_Study material_:
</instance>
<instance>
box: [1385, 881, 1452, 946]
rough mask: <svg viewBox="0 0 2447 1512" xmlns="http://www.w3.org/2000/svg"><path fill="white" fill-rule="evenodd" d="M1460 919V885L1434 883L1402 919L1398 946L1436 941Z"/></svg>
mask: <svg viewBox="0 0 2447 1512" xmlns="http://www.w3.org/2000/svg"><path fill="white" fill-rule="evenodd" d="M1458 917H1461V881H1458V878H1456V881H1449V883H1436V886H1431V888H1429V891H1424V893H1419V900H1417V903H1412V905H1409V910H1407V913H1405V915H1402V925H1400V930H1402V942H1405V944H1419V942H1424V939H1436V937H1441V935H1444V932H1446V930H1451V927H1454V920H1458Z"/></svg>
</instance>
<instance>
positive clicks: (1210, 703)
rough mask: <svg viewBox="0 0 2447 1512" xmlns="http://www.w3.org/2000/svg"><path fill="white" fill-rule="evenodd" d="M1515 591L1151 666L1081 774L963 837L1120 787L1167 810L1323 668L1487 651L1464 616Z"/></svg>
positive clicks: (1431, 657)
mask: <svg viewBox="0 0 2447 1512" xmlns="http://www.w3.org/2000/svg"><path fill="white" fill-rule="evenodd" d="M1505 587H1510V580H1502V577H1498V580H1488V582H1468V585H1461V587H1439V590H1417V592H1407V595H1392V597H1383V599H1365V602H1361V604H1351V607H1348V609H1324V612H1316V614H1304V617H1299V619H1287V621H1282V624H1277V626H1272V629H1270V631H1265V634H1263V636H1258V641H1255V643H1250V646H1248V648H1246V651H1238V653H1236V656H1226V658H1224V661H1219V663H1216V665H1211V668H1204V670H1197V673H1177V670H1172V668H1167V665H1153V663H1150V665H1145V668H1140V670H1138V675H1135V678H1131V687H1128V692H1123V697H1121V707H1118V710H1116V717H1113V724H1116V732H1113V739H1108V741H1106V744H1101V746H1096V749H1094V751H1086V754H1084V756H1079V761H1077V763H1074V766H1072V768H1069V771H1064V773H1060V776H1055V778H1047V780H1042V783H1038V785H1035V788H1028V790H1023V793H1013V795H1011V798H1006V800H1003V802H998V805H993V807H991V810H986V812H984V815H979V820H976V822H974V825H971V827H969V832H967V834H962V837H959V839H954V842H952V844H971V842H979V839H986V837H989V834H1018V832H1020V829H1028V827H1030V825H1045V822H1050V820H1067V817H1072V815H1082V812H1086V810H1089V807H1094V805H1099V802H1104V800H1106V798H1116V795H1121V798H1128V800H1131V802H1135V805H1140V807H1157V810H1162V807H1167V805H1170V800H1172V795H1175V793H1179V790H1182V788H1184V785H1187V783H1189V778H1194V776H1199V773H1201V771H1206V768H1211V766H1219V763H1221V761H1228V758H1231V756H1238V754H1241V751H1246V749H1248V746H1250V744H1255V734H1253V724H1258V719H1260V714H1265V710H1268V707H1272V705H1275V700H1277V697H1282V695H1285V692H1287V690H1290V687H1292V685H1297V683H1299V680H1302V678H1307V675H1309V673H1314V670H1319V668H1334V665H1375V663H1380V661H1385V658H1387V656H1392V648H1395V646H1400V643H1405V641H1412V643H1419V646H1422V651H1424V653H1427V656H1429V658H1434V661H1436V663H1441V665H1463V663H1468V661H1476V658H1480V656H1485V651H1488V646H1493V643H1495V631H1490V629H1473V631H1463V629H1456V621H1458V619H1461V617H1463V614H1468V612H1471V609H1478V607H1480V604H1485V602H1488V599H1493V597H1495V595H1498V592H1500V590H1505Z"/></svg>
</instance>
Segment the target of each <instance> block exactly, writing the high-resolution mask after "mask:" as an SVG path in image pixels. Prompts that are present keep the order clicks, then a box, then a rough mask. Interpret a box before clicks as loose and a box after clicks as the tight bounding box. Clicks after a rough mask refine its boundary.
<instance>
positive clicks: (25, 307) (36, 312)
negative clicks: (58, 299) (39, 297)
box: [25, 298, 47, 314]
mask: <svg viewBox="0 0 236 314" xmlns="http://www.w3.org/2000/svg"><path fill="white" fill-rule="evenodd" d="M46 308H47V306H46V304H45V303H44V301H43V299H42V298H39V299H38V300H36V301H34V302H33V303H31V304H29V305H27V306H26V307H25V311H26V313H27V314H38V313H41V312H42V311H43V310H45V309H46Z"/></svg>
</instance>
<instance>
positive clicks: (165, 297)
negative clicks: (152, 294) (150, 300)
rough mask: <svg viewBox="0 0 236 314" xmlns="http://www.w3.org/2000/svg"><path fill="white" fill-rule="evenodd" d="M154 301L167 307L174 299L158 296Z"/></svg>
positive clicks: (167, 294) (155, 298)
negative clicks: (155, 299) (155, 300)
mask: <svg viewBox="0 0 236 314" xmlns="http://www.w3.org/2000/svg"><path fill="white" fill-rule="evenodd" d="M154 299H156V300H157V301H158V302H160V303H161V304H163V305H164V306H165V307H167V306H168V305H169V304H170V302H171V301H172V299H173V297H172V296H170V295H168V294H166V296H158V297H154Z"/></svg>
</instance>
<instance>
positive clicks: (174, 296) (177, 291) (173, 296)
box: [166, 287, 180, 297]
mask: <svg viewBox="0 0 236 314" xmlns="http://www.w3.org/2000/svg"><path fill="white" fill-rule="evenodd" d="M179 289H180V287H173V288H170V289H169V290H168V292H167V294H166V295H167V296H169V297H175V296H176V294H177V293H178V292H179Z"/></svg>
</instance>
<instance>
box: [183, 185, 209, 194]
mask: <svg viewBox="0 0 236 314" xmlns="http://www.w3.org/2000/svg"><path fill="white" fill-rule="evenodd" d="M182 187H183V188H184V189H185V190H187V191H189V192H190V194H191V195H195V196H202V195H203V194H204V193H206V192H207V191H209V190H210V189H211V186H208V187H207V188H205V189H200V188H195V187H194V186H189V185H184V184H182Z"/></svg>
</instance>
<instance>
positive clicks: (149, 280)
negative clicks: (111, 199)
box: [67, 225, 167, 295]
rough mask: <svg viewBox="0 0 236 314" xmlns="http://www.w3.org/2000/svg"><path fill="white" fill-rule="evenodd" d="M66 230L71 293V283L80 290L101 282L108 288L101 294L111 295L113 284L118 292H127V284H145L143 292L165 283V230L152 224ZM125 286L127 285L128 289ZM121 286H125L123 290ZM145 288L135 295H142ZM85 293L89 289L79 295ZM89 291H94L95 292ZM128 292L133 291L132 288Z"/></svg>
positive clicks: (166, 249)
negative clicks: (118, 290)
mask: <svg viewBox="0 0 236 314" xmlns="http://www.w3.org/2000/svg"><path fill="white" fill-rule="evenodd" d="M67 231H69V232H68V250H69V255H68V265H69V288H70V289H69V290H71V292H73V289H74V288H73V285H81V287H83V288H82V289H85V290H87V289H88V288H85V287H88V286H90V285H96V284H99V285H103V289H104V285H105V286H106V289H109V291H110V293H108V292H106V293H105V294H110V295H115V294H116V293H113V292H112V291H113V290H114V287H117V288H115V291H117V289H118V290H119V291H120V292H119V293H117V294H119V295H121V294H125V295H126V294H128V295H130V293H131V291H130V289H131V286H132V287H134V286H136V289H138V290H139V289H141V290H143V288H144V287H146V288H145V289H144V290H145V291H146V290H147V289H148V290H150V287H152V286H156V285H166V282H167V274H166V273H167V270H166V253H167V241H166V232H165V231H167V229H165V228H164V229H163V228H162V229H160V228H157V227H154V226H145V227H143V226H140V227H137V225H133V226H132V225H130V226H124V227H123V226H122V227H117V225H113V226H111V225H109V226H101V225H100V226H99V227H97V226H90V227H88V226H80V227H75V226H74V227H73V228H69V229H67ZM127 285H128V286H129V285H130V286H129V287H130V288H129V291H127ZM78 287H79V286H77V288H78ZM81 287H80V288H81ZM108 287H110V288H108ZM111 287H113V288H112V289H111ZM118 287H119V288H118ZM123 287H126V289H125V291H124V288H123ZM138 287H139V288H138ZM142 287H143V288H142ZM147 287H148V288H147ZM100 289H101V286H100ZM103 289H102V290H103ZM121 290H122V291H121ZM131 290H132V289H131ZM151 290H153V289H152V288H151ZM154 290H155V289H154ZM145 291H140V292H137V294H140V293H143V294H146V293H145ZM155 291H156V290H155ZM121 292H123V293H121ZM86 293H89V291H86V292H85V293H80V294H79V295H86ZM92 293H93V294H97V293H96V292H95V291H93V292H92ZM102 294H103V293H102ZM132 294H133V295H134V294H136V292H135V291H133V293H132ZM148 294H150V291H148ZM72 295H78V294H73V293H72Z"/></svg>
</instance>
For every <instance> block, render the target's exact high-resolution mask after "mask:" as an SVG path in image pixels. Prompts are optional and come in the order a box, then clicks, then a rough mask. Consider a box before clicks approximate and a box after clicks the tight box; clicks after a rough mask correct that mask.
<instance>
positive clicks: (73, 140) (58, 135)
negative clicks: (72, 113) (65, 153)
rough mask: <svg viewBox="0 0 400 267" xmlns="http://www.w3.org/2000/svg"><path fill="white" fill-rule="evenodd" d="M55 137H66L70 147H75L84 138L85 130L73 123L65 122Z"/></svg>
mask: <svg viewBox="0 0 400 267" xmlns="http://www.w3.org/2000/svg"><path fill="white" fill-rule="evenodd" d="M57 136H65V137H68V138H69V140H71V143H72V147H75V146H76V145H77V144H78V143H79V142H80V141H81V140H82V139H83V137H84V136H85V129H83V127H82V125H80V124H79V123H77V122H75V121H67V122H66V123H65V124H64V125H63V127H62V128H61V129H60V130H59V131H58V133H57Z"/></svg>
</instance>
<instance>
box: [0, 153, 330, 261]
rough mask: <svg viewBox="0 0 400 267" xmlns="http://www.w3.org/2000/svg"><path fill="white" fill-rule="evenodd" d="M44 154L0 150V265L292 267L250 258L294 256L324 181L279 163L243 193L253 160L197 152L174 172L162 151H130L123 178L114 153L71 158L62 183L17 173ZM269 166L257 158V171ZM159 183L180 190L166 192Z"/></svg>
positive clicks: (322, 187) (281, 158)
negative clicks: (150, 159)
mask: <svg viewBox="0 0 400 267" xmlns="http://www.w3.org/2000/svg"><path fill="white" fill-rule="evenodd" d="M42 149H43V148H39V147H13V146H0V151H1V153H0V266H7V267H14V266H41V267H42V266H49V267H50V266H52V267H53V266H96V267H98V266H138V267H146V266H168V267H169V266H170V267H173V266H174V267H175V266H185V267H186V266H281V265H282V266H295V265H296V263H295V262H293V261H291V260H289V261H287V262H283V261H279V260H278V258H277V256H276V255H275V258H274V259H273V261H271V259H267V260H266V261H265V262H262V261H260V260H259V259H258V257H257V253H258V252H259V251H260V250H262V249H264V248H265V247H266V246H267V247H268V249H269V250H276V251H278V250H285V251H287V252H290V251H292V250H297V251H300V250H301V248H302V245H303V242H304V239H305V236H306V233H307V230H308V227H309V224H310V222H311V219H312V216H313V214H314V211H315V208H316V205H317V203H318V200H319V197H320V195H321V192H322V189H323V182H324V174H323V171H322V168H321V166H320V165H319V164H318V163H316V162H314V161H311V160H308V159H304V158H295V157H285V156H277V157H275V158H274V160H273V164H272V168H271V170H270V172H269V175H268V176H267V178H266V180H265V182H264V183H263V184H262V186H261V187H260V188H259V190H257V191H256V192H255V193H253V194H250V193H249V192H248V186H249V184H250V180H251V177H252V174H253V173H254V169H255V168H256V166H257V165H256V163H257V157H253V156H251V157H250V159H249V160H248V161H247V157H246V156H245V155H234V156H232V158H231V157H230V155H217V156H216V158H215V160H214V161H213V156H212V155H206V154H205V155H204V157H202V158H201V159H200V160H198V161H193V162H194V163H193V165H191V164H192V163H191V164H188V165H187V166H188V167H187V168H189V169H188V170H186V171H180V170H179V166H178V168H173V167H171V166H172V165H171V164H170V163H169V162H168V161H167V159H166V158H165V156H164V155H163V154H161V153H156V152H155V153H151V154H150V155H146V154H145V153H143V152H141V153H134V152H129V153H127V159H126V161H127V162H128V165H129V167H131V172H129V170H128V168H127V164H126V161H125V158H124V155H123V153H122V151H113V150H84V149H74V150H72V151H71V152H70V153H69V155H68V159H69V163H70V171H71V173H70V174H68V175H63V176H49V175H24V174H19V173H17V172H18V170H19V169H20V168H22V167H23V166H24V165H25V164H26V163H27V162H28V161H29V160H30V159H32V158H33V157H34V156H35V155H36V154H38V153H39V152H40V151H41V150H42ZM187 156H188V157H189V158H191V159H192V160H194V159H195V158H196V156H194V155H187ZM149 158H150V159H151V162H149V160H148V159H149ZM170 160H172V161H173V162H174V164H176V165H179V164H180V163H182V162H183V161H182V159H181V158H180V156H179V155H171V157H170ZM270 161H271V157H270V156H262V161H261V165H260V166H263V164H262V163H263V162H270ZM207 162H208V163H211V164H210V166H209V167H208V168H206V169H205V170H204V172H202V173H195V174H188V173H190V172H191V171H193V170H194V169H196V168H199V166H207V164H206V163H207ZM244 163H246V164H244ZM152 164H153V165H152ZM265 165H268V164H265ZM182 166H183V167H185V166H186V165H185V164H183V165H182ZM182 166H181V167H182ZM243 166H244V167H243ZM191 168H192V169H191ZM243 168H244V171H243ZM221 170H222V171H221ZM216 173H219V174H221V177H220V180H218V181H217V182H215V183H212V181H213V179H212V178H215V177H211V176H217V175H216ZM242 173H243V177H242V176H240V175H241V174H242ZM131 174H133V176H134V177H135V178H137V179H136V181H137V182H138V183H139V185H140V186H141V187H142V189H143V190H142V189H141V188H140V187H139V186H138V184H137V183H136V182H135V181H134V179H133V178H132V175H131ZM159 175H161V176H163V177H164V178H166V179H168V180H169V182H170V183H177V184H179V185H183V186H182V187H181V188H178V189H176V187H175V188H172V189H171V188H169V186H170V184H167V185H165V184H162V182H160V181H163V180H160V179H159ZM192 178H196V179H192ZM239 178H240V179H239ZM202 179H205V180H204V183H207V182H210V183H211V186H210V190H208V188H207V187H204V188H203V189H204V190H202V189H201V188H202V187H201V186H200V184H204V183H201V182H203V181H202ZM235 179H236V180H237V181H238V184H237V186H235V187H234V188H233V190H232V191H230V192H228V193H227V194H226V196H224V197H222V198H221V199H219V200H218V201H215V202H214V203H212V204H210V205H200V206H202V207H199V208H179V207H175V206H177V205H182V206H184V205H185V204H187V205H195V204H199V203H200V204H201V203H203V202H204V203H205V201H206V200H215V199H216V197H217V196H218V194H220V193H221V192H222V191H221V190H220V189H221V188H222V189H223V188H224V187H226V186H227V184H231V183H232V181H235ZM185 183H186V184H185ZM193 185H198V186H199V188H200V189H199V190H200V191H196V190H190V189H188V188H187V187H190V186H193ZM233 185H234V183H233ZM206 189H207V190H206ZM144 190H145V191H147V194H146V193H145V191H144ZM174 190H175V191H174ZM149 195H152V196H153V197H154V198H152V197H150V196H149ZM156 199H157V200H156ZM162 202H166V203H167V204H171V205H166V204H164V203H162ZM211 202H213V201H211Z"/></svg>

_Assigned task_:
Reproduce the material starting at the line that contains "230L71 293V283L80 290L101" and ending at the line that contains "positive clicks: (166, 249)", changing "rough mask" to "coarse mask" and leaving all else unaltered.

_Response to this task_:
coarse mask: <svg viewBox="0 0 236 314" xmlns="http://www.w3.org/2000/svg"><path fill="white" fill-rule="evenodd" d="M66 230L71 293V283L80 290L101 282L108 288L101 294L111 295L113 284L118 292H127V284H145L143 292L165 283V230L152 224ZM125 286L127 285L128 289ZM121 286H125L123 290ZM145 288L135 295H142ZM85 293L89 289L79 295ZM89 291H94L95 292ZM128 292L133 291L132 288Z"/></svg>
positive clicks: (166, 249)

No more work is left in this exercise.